== ASSIGNMENT ==
Please filter the entries for the word "instance" and copy every line that has it.

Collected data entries
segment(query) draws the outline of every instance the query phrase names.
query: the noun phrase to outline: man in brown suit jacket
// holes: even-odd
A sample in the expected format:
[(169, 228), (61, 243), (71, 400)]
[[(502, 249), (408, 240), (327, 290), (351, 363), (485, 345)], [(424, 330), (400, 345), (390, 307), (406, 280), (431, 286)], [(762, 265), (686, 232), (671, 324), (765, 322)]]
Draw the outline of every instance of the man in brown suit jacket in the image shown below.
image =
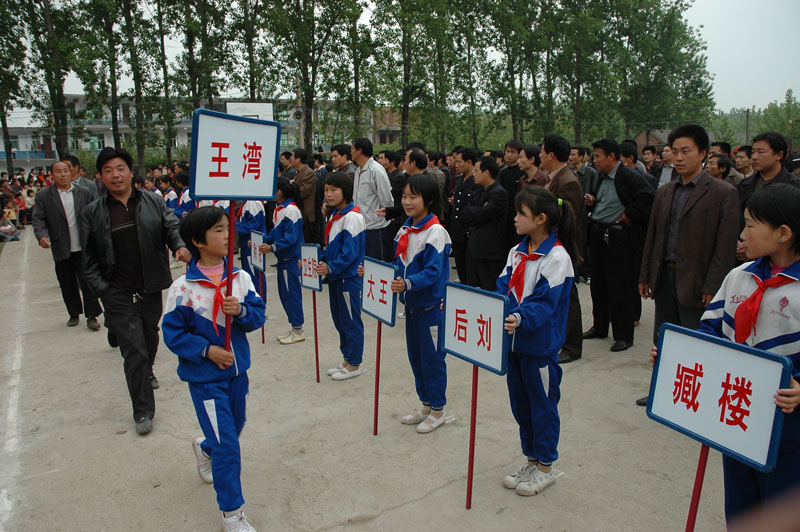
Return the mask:
[[(653, 343), (663, 323), (697, 329), (736, 262), (739, 196), (703, 171), (708, 144), (697, 125), (669, 135), (680, 179), (656, 192), (639, 274), (639, 294), (656, 303)], [(646, 406), (647, 397), (636, 404)]]
[[(539, 168), (547, 172), (545, 188), (563, 202), (569, 204), (575, 227), (576, 248), (583, 250), (585, 231), (583, 224), (583, 189), (575, 173), (567, 166), (570, 144), (567, 139), (558, 135), (548, 135), (542, 143)], [(578, 258), (575, 278), (578, 278), (578, 267), (582, 258)], [(578, 286), (573, 283), (567, 314), (567, 330), (564, 346), (558, 355), (558, 363), (566, 364), (578, 360), (583, 354), (583, 327), (581, 323), (581, 301), (578, 298)]]
[(314, 197), (317, 193), (317, 175), (308, 166), (306, 150), (298, 148), (292, 154), (292, 167), (297, 172), (293, 181), (300, 189), (303, 198), (303, 240), (308, 243), (320, 242), (317, 234), (317, 212), (314, 209)]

== RESULT ==
segment(query) draws the outline of every instance the query phrase names.
Draw the outline of every instance of the man in brown suit jacket in the image shown below.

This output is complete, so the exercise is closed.